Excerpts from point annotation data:
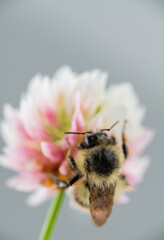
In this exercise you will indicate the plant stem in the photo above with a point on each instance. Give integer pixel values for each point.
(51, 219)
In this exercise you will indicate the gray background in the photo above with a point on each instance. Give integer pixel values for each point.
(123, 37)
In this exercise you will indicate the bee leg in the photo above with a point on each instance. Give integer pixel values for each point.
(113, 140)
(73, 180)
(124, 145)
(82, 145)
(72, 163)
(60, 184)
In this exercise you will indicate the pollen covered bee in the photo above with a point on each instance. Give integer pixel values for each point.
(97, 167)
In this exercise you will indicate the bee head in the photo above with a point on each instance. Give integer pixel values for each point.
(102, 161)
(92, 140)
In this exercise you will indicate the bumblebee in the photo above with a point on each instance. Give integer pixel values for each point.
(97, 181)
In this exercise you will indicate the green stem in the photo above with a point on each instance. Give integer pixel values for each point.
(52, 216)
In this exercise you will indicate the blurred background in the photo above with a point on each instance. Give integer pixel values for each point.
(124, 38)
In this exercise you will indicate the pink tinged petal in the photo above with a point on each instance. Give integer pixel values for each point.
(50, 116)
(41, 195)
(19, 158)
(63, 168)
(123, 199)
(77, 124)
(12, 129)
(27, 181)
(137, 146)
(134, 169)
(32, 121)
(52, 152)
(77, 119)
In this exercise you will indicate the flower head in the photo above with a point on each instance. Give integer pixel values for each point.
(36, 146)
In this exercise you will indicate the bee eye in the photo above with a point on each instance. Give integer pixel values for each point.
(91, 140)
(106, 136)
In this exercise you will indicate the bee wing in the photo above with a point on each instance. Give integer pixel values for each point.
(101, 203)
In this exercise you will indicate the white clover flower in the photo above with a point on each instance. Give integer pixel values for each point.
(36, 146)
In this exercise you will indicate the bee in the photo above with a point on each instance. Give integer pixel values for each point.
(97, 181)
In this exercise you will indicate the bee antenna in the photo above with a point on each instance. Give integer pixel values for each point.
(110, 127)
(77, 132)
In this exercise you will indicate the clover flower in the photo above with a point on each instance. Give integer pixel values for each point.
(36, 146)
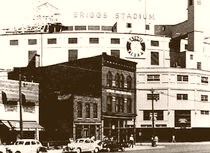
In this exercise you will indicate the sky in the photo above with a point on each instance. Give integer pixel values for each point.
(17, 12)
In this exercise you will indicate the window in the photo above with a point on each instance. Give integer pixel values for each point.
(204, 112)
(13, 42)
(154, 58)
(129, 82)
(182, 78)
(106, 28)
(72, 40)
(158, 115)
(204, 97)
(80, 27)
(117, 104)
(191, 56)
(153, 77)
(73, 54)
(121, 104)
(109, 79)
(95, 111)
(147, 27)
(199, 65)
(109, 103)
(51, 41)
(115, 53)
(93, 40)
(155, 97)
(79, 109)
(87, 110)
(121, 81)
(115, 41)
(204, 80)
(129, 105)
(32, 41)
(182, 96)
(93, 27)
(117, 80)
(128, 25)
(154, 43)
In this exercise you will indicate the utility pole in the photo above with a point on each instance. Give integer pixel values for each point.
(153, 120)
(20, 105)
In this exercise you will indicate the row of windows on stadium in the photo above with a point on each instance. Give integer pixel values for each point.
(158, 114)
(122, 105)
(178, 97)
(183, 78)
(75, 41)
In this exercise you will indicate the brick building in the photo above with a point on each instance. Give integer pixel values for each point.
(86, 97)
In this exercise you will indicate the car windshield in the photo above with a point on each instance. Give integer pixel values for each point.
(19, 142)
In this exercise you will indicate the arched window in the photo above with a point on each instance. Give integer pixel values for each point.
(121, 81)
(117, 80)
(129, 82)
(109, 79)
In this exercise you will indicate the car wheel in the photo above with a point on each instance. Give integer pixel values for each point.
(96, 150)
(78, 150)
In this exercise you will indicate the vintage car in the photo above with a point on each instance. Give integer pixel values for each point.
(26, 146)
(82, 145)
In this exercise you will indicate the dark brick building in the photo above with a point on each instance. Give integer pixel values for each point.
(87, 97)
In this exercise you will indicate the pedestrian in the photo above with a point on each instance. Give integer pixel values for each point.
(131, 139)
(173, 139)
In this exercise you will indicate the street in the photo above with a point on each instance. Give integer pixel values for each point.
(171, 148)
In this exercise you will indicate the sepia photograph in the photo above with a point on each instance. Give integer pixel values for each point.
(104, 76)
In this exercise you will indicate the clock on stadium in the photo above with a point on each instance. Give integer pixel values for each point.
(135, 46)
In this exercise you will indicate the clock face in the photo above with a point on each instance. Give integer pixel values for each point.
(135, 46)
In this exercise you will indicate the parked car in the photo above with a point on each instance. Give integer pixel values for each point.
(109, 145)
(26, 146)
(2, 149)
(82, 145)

### WHAT TO WORK ON
Set out exactly the run of lines that begins at the line holding "In this exercise you will indicate the vintage" and ends at the last line of the data.

### ANSWER BELOW
In this exercise you will indicate the vintage car in the photo above with a point on each instance. Give integer pixel values for each point.
(26, 146)
(82, 145)
In this exercise you will indicate the dark brick building in the photo above with a point on each instance. Give integer pixel values for each point.
(87, 97)
In this exercise you will indicate the pedestrian in the photo above with a point on each instance. Give integer pixel values for each point.
(131, 139)
(173, 139)
In this exercise you will indicate the street in the photo above with a point on each instance. Give integer pixel values for each point.
(171, 148)
In this exercise you will indicate the sepia photograph in the photo above with a point on each instance. Give integer pixel values for each point.
(104, 76)
In this exercise you will indicate the clock on stadium in the photo above with a point on each instance. Give integer pixel values for each point.
(135, 46)
In this exercise you will indicate the clock face in the photo above with a point on each instance. Give integer pixel values for each point.
(135, 46)
In this exercise you will indicate the parked car in the photo above with a point on each instance. Give integer pixel values for each point.
(109, 145)
(26, 146)
(2, 149)
(82, 145)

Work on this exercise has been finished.